BRIEF DESCRIPTION OF THE DRAWINGS
[0033] FIG. 1 is a schematic view showing a first sensing electrode
pattern and a second sensing electrode pattern of a conventional
touch panel;
[0034] FIG. 2 is a partial schematic view showing the first sensing
electrode pattern and the second sensing electrode pattern of the
conventional touch panel;
[0035] FIG. 3 is sectional view along line A-A' in FIG. 2;
[0036] FIG. 4 is a sectional view along line B-B' in FIG. 2;
[0037] FIG. 5 is a partial schematic view showing a first sensing
electrode pattern and a second sensing electrode pattern of a touch
panel according to one embodiment of the present disclosure;
[0038] FIG. 6 is a sectional view along A-A' in FIG. 5 according to
one embodiment of the present disclosure;
[0039] FIG. 7 is a sectional view along line B-B' in FIG. 5
according to one embodiment of the present disclosure;
[0040] FIG. 8 is a sectional view along line A-A' in FIG. 5
according to another embodiment of the present disclosure; and
[0041] FIG. 9 is a sectional view along line B-B' in FIG. 5
according to another embodiment of the present disclosure.
DETAILED DESCRIPTION OF THE PREFERRED EMBODIMENTS
[0042] In order to make the objects, the technical solutions and
the advantages of the present disclosure more apparent, the present
disclosure will be described hereinafter in conjunction with the
drawings and the embodiments.
[0043] The present disclosure provides a touch panel and a
manufacturing method for the same, and a display device, so as to
increase a capacitance of the touch panel and improve the
anti-interference capability thereof.
[0044] The present disclosure provides a touch panel, including a
first transparent conductive layer arranged on a substrate, an
insulating layer arranged on the first transparent conductive
layer, and a second transparent conductive layer arranged on the
insulating layer. The first transparent conductive layer includes a
first sensing electrode pattern, the second transparent conductive
layer includes a second sensing electrode pattern, and the
insulating layer is provided with a via-hole at a position
corresponding to the second sensing electrode pattern so as to
locate a portion of the second sensing electrode pattern within the
via-hole.
[0045] Different from a conventional touch panel, the insulating
layer between the first sensing electrode pattern and the second
sensing electrode pattern in the touch panel of the present
disclosure is not a complete layer, and it is provided with the
via-hole at a position corresponding to the second sensing
electrode pattern. As a result, it is able to locate a portion of
the second sensing electrode pattern within the via-hole, thereby
to increase a mutual capacitance between the first sensing
electrode pattern and the second sensing electrode pattern, and
improve the anti-interference capability of the touch panel.

**Material:**
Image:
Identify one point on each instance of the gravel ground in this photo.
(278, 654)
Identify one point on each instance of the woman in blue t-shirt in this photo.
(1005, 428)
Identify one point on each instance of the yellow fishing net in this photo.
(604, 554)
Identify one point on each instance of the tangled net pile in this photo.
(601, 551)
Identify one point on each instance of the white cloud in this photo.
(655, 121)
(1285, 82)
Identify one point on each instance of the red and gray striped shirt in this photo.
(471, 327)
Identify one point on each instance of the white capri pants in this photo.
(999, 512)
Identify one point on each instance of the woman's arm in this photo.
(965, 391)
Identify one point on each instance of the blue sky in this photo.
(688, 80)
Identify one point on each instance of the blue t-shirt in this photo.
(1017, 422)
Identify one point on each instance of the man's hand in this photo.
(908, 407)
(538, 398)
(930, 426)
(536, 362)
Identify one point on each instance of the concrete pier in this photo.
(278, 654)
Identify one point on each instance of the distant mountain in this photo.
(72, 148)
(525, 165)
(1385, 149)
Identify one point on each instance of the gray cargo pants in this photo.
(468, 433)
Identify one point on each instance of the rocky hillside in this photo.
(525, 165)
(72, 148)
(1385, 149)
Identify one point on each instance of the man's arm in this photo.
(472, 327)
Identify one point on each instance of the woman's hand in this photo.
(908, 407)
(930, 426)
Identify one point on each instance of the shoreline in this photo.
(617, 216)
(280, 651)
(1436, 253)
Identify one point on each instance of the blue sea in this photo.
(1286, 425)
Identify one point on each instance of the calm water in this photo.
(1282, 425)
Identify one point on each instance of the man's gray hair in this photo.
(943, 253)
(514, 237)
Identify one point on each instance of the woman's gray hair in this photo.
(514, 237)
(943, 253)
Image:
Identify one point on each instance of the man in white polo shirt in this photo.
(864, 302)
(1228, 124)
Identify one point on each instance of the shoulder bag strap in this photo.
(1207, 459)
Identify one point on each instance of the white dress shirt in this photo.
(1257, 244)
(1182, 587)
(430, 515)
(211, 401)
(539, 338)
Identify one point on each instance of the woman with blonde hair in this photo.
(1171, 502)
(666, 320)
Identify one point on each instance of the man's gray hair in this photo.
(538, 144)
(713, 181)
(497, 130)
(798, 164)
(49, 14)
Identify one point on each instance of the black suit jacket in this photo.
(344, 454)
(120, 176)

**Given task:** Decide whether each statement agrees with the touch panel passage: (a) In the touch panel of the present disclosure, the insulating layer between the two sensing electrode patterns is a complete layer; (b) FIG. 4 is a sectional view along line B-B' in FIG. 2; (c) The second transparent conductive layer is arranged on the insulating layer. For each, answer yes or no and quote the words from the passage that settle it.

**Exercise output:**
(a) No: "is not a complete layer"
(b) Yes: "FIG. 4 is a sectional view along line B-B' in FIG. 2"
(c) Yes: "a second transparent conductive layer arranged on the insulating layer"